YOUR TASK - Please convert all the items below into a Markdown table with two columns, Row and Item line. Number each line in order and leave out blank lines.

━━━ DATASET ENTRIES

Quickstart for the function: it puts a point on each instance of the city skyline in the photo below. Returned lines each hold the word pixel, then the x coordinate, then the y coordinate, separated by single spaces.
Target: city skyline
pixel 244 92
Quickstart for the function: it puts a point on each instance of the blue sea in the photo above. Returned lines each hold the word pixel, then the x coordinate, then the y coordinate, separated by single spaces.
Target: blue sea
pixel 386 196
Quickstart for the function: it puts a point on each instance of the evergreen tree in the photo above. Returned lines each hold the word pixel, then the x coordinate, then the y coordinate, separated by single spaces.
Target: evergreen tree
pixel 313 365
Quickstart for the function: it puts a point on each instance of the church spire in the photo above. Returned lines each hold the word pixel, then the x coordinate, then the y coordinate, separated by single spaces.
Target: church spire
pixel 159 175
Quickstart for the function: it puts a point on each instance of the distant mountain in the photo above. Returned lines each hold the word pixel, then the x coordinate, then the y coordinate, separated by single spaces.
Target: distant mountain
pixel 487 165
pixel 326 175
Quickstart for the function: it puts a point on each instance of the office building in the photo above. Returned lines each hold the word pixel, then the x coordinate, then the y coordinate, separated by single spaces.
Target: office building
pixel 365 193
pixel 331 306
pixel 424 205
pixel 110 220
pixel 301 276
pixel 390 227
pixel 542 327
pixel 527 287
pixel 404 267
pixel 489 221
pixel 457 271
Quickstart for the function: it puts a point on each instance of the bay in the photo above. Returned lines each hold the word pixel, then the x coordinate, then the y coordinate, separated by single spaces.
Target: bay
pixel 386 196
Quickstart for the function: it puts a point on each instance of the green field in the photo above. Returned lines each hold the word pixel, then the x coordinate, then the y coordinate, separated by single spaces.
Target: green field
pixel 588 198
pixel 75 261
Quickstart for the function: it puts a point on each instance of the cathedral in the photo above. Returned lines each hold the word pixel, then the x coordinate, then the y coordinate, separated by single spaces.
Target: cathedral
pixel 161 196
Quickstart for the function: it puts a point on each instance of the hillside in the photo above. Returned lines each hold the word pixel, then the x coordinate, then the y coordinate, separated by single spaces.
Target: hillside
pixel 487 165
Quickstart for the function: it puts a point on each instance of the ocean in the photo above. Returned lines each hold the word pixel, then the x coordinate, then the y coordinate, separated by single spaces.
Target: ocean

━━━━━━

FINAL RESULT -
| Row | Item line |
|---|---|
| 1 | Quickstart for the function: it puts a point on each instance of the city skyline in the photo below. Returned lines each hold the word pixel, then the x coordinate, then the y coordinate, separated by single spaces. |
| 2 | Target: city skyline |
| 3 | pixel 244 92 |
| 4 | Quickstart for the function: it puts a point on each instance of the blue sea in the photo above. Returned lines each hold the word pixel, then the x coordinate, then the y coordinate, separated by single spaces. |
| 5 | Target: blue sea |
| 6 | pixel 386 196 |
| 7 | Quickstart for the function: it puts a point on each instance of the evergreen tree in the photo above. Returned lines each hold the word pixel, then the x coordinate, then the y coordinate, separated by single spaces. |
| 8 | Target: evergreen tree |
| 9 | pixel 313 365 |
| 10 | Quickstart for the function: it puts a point on each instance of the church spire in the photo above. Returned lines each hold the word pixel, then the x coordinate, then the y coordinate, separated by single spaces. |
| 11 | Target: church spire |
| 12 | pixel 159 175 |
| 13 | Quickstart for the function: it puts a point on each instance of the distant mountain in the photo above. Returned lines each hold the word pixel, then the x coordinate, then the y coordinate, separated by single spaces. |
| 14 | Target: distant mountain |
| 15 | pixel 487 165 |
| 16 | pixel 326 175 |
| 17 | Quickstart for the function: it puts a point on each instance of the office building in the photo above. Returned lines each hold the word pixel, then the x coordinate, then the y coordinate, separated by single spaces. |
| 18 | Target: office building |
| 19 | pixel 365 193 |
| 20 | pixel 331 306 |
| 21 | pixel 424 205 |
| 22 | pixel 110 220 |
| 23 | pixel 301 276 |
| 24 | pixel 390 227 |
| 25 | pixel 542 327 |
| 26 | pixel 527 287 |
| 27 | pixel 404 267 |
| 28 | pixel 489 221 |
| 29 | pixel 457 271 |
| 30 | Quickstart for the function: it puts a point on each instance of the bay in the photo above. Returned lines each hold the word pixel, then the x coordinate, then the y coordinate, separated by single spaces. |
| 31 | Target: bay |
| 32 | pixel 386 196 |
| 33 | Quickstart for the function: it puts a point on each instance of the green field in the photo above. Returned lines each hold the word pixel, then the x coordinate, then the y coordinate, separated by single spaces. |
| 34 | Target: green field |
| 35 | pixel 588 198 |
| 36 | pixel 75 261 |
| 37 | Quickstart for the function: it puts a point on each instance of the cathedral in the photo above. Returned lines each hold the word pixel, then the x coordinate, then the y coordinate, separated by single spaces. |
| 38 | Target: cathedral |
| 39 | pixel 161 196 |
| 40 | Quickstart for the function: it puts a point on each instance of the hillside in the photo above. Returned lines each hold the word pixel, then the x coordinate, then the y coordinate, separated by single spaces. |
| 41 | Target: hillside |
| 42 | pixel 487 165 |
| 43 | Quickstart for the function: it puts a point on each instance of the ocean in the photo above. Returned lines each hold the word pixel, then the x coordinate, then the y coordinate, separated by single spaces. |
| 44 | Target: ocean |